Render every line of the data below as a JSON list of strings, one string per line, skipping blank lines. Leave the pictures out.

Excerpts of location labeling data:
[Start]

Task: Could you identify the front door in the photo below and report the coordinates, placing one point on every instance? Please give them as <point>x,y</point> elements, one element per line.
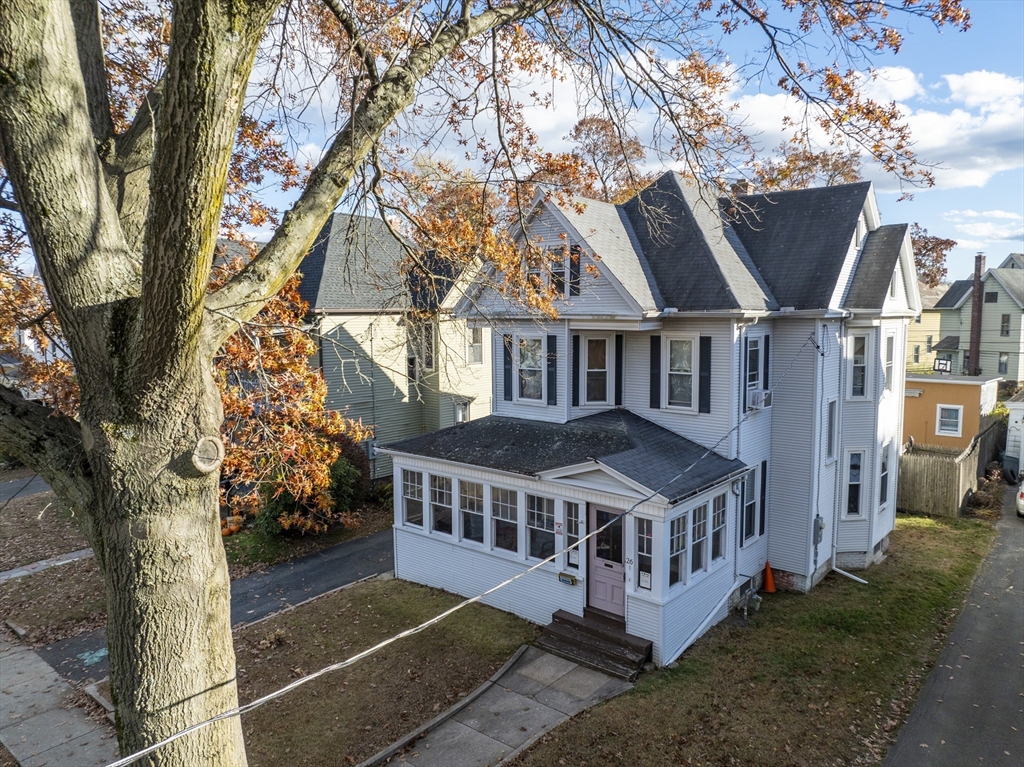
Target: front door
<point>606,571</point>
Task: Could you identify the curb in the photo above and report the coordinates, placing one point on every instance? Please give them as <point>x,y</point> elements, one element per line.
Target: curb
<point>385,755</point>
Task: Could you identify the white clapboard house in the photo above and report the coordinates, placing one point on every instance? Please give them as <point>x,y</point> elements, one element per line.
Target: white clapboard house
<point>735,387</point>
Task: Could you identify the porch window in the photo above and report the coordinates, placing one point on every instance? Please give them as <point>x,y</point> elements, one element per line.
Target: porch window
<point>412,497</point>
<point>573,531</point>
<point>677,550</point>
<point>597,371</point>
<point>530,365</point>
<point>853,483</point>
<point>680,373</point>
<point>440,504</point>
<point>645,548</point>
<point>540,526</point>
<point>718,527</point>
<point>505,510</point>
<point>698,548</point>
<point>948,420</point>
<point>471,508</point>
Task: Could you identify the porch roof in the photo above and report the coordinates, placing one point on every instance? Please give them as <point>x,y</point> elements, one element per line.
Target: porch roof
<point>620,439</point>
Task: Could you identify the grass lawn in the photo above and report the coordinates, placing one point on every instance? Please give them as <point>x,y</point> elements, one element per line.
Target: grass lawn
<point>824,678</point>
<point>348,716</point>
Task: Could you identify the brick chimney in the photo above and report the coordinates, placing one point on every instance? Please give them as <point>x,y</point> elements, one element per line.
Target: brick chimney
<point>977,299</point>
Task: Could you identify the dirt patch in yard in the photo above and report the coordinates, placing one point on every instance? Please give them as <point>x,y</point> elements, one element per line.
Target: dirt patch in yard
<point>825,678</point>
<point>37,526</point>
<point>348,716</point>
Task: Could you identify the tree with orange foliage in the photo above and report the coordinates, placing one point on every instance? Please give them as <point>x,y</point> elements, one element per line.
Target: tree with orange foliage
<point>118,126</point>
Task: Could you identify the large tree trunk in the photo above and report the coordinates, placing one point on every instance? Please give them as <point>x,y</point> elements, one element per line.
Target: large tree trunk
<point>155,476</point>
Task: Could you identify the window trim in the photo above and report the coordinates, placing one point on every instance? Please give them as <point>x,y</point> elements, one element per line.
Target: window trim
<point>517,340</point>
<point>667,340</point>
<point>938,420</point>
<point>609,370</point>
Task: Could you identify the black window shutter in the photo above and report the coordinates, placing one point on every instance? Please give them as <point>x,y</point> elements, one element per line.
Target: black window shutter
<point>552,370</point>
<point>507,346</point>
<point>620,358</point>
<point>704,393</point>
<point>764,494</point>
<point>655,371</point>
<point>576,255</point>
<point>576,371</point>
<point>742,381</point>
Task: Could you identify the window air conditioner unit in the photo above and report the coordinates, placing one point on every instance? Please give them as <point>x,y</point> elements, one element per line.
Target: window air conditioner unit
<point>758,399</point>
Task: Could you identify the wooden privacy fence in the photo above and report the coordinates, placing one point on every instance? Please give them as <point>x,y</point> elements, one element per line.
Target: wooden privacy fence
<point>939,480</point>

[End]

Solution to this exercise:
[
  "Task: Could you identify the front door in the photo below and report the coordinates, placing one point on every instance? Please give them as <point>x,y</point> elements, one element per line.",
  "Target: front door",
  "<point>606,571</point>",
  "Task: Could you identify the curb in the photo above and report the coordinates, placing one point on every instance? Please give them as <point>x,y</point> elements, one element per line.",
  "Target: curb",
  "<point>385,755</point>",
  "Task: Could you identify the white clapboard house in the photo above and report the coordinates, placing one point on every instance? Please give them as <point>x,y</point> elements, one element per line.",
  "Target: white clapboard house",
  "<point>735,387</point>",
  "Task: Could you identify the porch window in the photo above and report the coordinates, placing one point on every instance? Please give them as <point>x,y</point> elements, one element per line.",
  "Target: porch window",
  "<point>412,497</point>",
  "<point>573,531</point>",
  "<point>677,550</point>",
  "<point>597,371</point>",
  "<point>530,365</point>",
  "<point>853,483</point>",
  "<point>680,373</point>",
  "<point>440,504</point>",
  "<point>645,548</point>",
  "<point>540,526</point>",
  "<point>718,527</point>",
  "<point>505,510</point>",
  "<point>698,548</point>",
  "<point>948,420</point>",
  "<point>471,508</point>",
  "Task: Could you identify the porch roof in the photo above and report the coordinates, placing one point on every instance? Please give them as <point>x,y</point> elements, one element per line.",
  "Target: porch roof",
  "<point>620,439</point>",
  "Task: Could you identify the grass lawn in the photo above and report the coordinates, placing one point on every instance? Please give them as <point>x,y</point> elements, one element per line.",
  "Target: grass lawn",
  "<point>824,678</point>",
  "<point>348,716</point>",
  "Task: Could you identify the brick chimney in the photo above and report the coordinates, placing one point on every instance? Please give them as <point>x,y</point> elements, one element per line.",
  "Target: brick chimney",
  "<point>977,299</point>",
  "Task: Could you identify the dirt patch in yard in the photo above and report the coordinates, placing one point on every instance? Please give them as <point>x,y</point> elements, one element per line.",
  "Target: dirt patch in yard",
  "<point>825,678</point>",
  "<point>37,526</point>",
  "<point>348,716</point>",
  "Task: Could you identify the tree with orange foliage in the photo above and report the coordinates, placing one point on every instance? Please give them as <point>x,y</point> elements, one element per line.",
  "Target: tree with orange foliage",
  "<point>118,126</point>",
  "Task: Could you identify the large tree trunk in the photo above and report the coordinates, placing one point on every instance? Please give them as <point>x,y</point> elements, one element per line.",
  "Target: large tree trunk",
  "<point>155,476</point>",
  "Task: Could you identify the window trim in the photo above and report the coordinates, placing one point on every instance? Please give them as <point>x,y</point> elements, one element per line.",
  "Target: window trim",
  "<point>517,340</point>",
  "<point>667,340</point>",
  "<point>938,420</point>",
  "<point>609,370</point>",
  "Task: Could you identify the black window shutter in the photo above and report the coordinates, placing one point on every instance? Please give them as <point>x,y</point> elements, one element per line.",
  "Target: black window shutter",
  "<point>552,370</point>",
  "<point>507,346</point>",
  "<point>620,358</point>",
  "<point>704,393</point>",
  "<point>764,494</point>",
  "<point>655,371</point>",
  "<point>576,255</point>",
  "<point>576,371</point>",
  "<point>742,381</point>",
  "Task: Could you identify the window air conditioner unit in the photo above and report the coordinates, placing one point on every instance? Please give them as <point>x,y</point> elements, one element per line.",
  "Target: window air conditioner unit",
  "<point>758,399</point>",
  "Task: Could you identify the wooden privacy fence in the photo above and report the coordinates, placing one point on every instance? Please give them as <point>x,y</point> elements, one element per line.",
  "Target: wooden privacy fence",
  "<point>939,480</point>"
]